[SOURCE EXCERPT]:
******************************

A user reported Scylla hanging for an unknown reason, and a stall report pointed to the intersection() function in statement_restrictions.cc.

@michoecho looked at the intersection(r1, r2, cmp) function and spotted the following suspicious recursion:

    if (starts_before_start(r2, r1, cmp)) {
        return intersection(r2, r1, cmp);
    }

So if starts_before_start() can return true for both (r1,r2) and (r2,r1), we will have infinite recursion - which because this is tail recursion will look like an infinite loop and not a stack overflow (which is unfortunate, by the way, because Scylla didn't crash and didn't provide a core - it just hung forever, which is worse).

The comment on starts_before_start() suggests (r1,r2) and (r2,r1) can't both be true because it returns "True iff r1 start is strictly before r2 start."

******************************

[OBJECTIVE 1]:
Reproduce verbatim the passage of the Scylla bug report above, starting with "So if starts_before_start()" and going on through "which is worse).".

******************************

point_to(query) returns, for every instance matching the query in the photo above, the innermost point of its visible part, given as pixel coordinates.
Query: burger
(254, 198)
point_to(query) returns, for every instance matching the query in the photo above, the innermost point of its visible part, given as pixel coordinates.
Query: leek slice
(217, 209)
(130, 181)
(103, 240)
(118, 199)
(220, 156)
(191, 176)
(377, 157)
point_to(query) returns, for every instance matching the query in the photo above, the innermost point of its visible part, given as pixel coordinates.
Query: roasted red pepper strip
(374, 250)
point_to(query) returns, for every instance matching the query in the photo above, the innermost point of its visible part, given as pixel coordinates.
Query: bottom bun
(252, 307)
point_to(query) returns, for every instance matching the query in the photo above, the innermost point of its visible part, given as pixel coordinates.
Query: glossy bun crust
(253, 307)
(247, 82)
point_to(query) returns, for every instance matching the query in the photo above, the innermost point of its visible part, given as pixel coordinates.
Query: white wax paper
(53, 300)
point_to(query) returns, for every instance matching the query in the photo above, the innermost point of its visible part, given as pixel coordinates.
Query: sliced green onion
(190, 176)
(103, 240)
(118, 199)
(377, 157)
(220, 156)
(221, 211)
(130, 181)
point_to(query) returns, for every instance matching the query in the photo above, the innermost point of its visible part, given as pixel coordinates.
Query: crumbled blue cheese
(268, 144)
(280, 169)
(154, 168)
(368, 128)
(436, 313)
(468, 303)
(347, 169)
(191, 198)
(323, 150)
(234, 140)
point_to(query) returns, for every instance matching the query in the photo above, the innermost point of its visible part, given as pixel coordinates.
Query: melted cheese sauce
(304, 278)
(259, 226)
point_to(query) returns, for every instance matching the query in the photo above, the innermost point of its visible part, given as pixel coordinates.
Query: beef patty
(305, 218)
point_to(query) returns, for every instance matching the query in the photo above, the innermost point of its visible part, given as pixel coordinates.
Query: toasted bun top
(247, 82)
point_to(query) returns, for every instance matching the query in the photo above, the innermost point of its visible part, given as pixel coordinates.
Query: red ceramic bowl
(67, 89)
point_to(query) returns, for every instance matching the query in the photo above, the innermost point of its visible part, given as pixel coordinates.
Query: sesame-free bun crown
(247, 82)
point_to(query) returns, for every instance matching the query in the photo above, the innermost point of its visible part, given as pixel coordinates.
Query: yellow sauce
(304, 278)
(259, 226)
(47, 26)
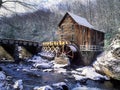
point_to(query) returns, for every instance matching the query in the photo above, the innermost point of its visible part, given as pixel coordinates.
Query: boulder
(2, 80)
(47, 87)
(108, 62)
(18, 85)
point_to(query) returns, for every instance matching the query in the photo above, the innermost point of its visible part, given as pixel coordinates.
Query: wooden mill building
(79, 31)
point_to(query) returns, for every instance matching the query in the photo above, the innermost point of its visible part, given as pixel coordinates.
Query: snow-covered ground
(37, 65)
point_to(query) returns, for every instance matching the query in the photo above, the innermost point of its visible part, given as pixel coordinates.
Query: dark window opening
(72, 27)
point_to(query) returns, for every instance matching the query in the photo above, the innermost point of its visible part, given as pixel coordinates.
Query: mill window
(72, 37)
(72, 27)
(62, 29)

******************************

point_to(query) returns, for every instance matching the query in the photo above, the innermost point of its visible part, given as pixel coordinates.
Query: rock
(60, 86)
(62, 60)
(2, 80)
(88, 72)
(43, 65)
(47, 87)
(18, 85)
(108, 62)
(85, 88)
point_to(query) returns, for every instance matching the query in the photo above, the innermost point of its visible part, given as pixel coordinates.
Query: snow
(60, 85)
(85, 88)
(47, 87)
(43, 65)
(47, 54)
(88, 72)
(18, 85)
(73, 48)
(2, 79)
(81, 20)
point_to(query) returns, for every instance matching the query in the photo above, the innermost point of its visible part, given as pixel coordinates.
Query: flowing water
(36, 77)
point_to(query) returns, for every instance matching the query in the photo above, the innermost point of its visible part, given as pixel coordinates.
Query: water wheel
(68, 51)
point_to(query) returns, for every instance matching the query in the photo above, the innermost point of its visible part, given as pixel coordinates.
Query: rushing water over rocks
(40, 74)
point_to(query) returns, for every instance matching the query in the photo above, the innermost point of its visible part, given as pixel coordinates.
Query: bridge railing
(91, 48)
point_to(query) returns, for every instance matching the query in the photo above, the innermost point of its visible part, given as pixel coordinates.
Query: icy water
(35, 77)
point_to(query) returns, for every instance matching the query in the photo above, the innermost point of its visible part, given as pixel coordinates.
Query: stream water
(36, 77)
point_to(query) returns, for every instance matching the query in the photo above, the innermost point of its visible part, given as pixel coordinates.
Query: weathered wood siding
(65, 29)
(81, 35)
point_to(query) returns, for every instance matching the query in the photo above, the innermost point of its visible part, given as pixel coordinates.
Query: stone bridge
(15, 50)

******************************

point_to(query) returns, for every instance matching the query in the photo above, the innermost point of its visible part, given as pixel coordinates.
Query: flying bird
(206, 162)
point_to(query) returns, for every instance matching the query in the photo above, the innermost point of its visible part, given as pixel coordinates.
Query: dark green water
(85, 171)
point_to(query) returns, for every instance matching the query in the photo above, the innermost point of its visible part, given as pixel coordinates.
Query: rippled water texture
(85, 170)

******************************

[OBJECTIVE 2]:
Locate every line in the records above that contains the string "snow", and copy each such line in full.

[COMPLETE ANSWER 1]:
So if starts_before_start() can return true for both (r1,r2) and (r2,r1), we will have infinite recursion - which because this is tail recursion will look like an infinite loop and not a stack overflow (which is unfortunate, by the way, because Scylla didn't crash and didn't provide a core - it just hung forever, which is worse).

[COMPLETE ANSWER 2]:
Query: snow-covered ground
Query: snow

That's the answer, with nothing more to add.